▶ _DATA UNDER STUDY_
++++++++

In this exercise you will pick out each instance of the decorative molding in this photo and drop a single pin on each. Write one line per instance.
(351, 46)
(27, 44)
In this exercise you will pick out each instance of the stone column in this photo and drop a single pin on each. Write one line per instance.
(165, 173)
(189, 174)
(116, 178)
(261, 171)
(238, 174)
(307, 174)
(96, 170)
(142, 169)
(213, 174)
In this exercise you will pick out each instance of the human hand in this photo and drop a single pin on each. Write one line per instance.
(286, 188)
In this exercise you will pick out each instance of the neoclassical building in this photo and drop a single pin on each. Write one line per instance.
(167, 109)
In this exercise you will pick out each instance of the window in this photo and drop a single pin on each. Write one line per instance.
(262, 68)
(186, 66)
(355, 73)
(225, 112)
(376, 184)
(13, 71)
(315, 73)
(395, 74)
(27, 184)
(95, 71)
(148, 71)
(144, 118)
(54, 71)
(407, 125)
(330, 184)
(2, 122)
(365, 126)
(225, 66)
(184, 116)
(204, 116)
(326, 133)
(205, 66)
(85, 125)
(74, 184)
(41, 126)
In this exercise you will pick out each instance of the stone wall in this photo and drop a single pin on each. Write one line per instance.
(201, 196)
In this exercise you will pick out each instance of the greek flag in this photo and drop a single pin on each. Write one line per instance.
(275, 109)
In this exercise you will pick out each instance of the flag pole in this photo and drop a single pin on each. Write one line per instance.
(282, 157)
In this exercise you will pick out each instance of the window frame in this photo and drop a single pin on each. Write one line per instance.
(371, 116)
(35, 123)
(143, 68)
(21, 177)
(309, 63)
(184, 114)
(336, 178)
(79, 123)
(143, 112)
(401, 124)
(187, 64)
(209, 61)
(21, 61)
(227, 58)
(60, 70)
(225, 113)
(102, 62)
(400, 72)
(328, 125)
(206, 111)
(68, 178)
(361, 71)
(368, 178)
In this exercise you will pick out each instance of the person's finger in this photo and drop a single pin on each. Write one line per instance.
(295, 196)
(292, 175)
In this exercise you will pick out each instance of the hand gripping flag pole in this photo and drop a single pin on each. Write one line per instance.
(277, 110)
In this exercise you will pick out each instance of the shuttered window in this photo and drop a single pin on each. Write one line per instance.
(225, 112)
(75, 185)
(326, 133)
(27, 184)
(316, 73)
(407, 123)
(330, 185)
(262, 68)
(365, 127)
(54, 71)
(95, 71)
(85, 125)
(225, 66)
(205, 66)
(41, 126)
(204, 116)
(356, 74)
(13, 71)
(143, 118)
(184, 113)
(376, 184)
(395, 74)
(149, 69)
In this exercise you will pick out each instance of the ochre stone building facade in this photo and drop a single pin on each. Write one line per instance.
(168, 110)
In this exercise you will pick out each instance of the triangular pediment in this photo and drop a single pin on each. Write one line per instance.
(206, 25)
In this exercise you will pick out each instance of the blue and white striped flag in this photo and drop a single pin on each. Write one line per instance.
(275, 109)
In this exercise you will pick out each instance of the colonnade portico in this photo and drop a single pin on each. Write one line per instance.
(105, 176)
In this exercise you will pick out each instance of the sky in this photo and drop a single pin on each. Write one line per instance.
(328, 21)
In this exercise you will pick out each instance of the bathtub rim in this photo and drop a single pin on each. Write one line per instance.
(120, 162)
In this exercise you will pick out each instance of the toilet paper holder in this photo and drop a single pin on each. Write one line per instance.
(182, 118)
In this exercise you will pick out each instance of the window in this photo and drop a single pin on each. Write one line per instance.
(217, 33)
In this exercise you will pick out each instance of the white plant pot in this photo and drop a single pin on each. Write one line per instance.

++++++++

▶ _DIRECTIONS_
The entries above must each be repeated exactly.

▶ _ANSWER FOR THE TASK_
In this exercise you will pick out each instance of the decorative molding in this photo and drop a single pin on each. Write one line per instance.
(351, 46)
(27, 44)
In this exercise you will pick out each instance of the stone column in this photo and drop a single pin on each. Write one line per instance.
(165, 173)
(189, 174)
(116, 178)
(261, 171)
(238, 174)
(307, 174)
(96, 170)
(142, 169)
(213, 174)
In this exercise you will pick out each instance of the human hand in this photo and drop a single pin on each. Write one line per instance.
(286, 188)
In this exercise you will pick out each instance of the neoclassical building in this photo and drop a single pin on each. Write one line per instance.
(167, 109)
In this exercise you will pick out each instance of the window in this photo and drop a single pin on each. Write one line per instance.
(262, 68)
(186, 66)
(355, 73)
(225, 112)
(376, 184)
(13, 71)
(315, 73)
(395, 74)
(27, 184)
(95, 71)
(148, 71)
(144, 118)
(54, 71)
(407, 125)
(330, 184)
(2, 122)
(365, 126)
(225, 66)
(184, 116)
(204, 116)
(326, 133)
(205, 66)
(85, 125)
(74, 184)
(41, 126)
In this exercise you will pick out each instance of the stone wall in this photo and drop a single pin on each. Write one line per instance.
(201, 196)
In this exercise you will pick out each instance of the greek flag in this photo and drop a single pin on each. Write one line per instance.
(275, 109)
In this exercise you will pick out each instance of the flag pole in this photo and drop a single pin on each. Write one line per instance.
(282, 157)
In this exercise you will pick out each instance of the window frame in this photo and drop a single pin on each. Write one line per instance.
(371, 116)
(35, 123)
(143, 68)
(21, 177)
(309, 63)
(184, 114)
(336, 178)
(79, 123)
(143, 112)
(401, 124)
(187, 64)
(209, 61)
(21, 61)
(227, 58)
(60, 70)
(225, 113)
(102, 62)
(400, 72)
(328, 125)
(206, 111)
(68, 178)
(361, 71)
(368, 178)
In this exercise you will pick out each instance of the person's finger in this photo and drop a single pin on each. Write one line per instance.
(295, 196)
(292, 175)
In this exercise you will pick out each instance of the hand gripping flag pole in this photo and drop a single pin on each. Write one line per instance.
(277, 110)
In this exercise you will pick out each instance of the shuttered window in this photo and drop a single pin on each. Write one line per instance.
(225, 112)
(75, 185)
(326, 133)
(27, 184)
(316, 73)
(407, 123)
(330, 185)
(262, 68)
(365, 127)
(54, 71)
(95, 71)
(85, 125)
(225, 66)
(205, 66)
(41, 126)
(204, 116)
(356, 74)
(13, 71)
(143, 118)
(184, 113)
(376, 184)
(395, 74)
(149, 69)
In this exercise you will pick out each instance of the ochre stone building facade in this photo and drop a single pin on each. Write one line per instance.
(168, 110)
In this exercise you will pick out each instance of the triangular pediment in this photo and drop a single pin on each. Write one line per instance.
(206, 25)
In this exercise you will pick out each instance of the blue and white striped flag in this photo and drop a single pin on each. Write one line per instance.
(275, 109)
In this exercise you will pick out each instance of the colonnade portico in this photo and drop a single pin on each. Write one line per instance.
(105, 176)
In this exercise you will pick out each instance of the sky in this photo and drop a single pin on each. Write one line per instance.
(328, 21)
In this exercise you will pick out each instance of the bathtub rim in this photo and drop a single pin on each. Write one line per instance.
(120, 162)
In this exercise you will pick out each instance of the toilet paper holder in this photo and drop a single pin on each. Write one line per instance.
(182, 118)
In this exercise you will pick out each instance of the window in this photo and drop a single pin on each. Write one line per instance.
(217, 33)
In this exercise you will pick out each instance of the white plant pot in this photo and drop a single pin on each. Write one line per instance.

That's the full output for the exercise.